- _Task set_:
1. Turn the rows that come after the blog post below into a JSON list of strings, one string per line, with blank lines dropped. Leave the picture out.
2. Pick up the blog post below about election night when Sarkozy became president, and keep writing from where it stops.

- _Document section_:
Schizophrenie Francaise

Une Anglo-Saxonne A Paris

Monday, 7 May 2007

Sarkozy President

Two France's tonight greeted the news that Sarkozy is their new president. There was the 53 percent who voted for him, symbolised by the dancing happy crowds gathered in Place de la Concorde for the offcial celebrations, and the 47 percent who didn't, some of whom could be seen charging police on Place de la Bastille.
'Is there anything particularly French about these two reactions?' Herve Beroud, editor in chief of RTL radio, asked me during his election night show.
My first reaction was that two groups of people were just expressing their respective emotions. Yet the fact that they expressed themselves in the street - which under the Fifth Republic is the only place to question the president - is perhaps specifically French. Sarkozy promised to make the president more responsible, at least to the parliament and the press. Let's see what happens.
My evening began chez Segolene at the Maison de l'Amerique Latine.

When the result was announced, there was a few seconds of total silence, followed by a few whistles. How to react? Quickly a few supporters - among them stars such as Emmanuelle Beart - began chanting 'Bravo Segolene.' The crowd began clapping, and the Bravos and Thank Yous got louder.
Suddenly she was there on the stage. Her radiant smile was not that of a loser. She let the bravos wash over her for a few minutes, before descending into the crowd to thank everyone. When she spoke, she accepted defeat graciously.

- _Stored data_:
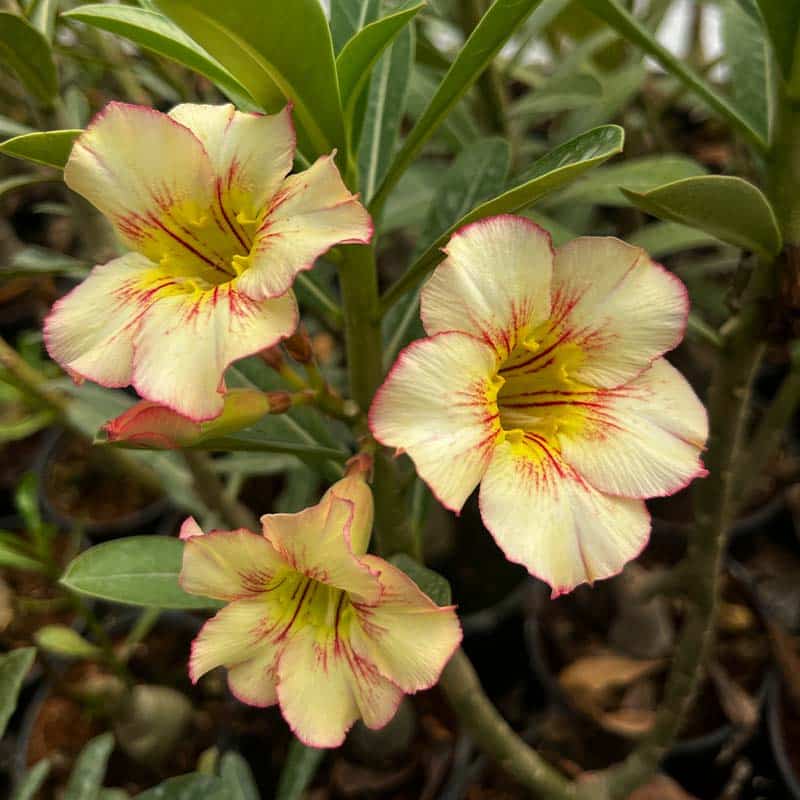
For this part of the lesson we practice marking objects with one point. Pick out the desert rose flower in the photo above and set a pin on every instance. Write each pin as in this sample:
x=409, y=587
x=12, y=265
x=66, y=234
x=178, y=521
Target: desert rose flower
x=312, y=623
x=542, y=380
x=218, y=233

- _Answers to the problems_:
1.
[
  "For this part of the lesson we practice marking objects with one point. Pick out the desert rose flower in the photo above and set a pin on every instance. Write each pin as in this sample:",
  "x=409, y=587",
  "x=12, y=265",
  "x=66, y=234",
  "x=178, y=521",
  "Target: desert rose flower",
  "x=312, y=623",
  "x=542, y=380",
  "x=218, y=233"
]

2.
'Universal suffrage has spoken,' she said in her trademark white dress, twinned with a cream jacket. Then she moved on.
'You can count on me to continue the profound renewal of the left,' she said to cheers. 'It's the condition of our future victories.'
Some people were crying. Most were defiant. Few of the people I spoke to in Segolene's first base, including Pierre Berge, former Creative Director of Yves St Laurent Group, were members of the Socialist party. They signed up to this campaign because they believed in Segolene (sorry DSK, who was offering his services as the Socialist Reformer on television stations).
'We will reconstruct and we will fight,' said Kykie Alcove, 26. a teaching assistant from the Paris region and member of the youth support group Segosphere. 'She represents a renewal of politics. Politicians who are concerned with everyday life. Her problem? Perhaps she didn't have enough time.'
In the gardens below, the stars and militants drank wine. Not champagne.
Will Segolene stick around for a shake-up of the Socialist party? Christophe Chantepy, her chief of staff, told me she intends to remain a prominent figure on the political landscape.
'With the Socialists?' I asked. `We will see. Today is for thanking the supporters. Tomorrow is another day.'

Segolene was accompanied by cheers on her short walk to party HQ at Rue Solferino. This was not the atmosphere of the losing team after a football match. She was smiling. People were smiling. Bravo, bravo. Next time.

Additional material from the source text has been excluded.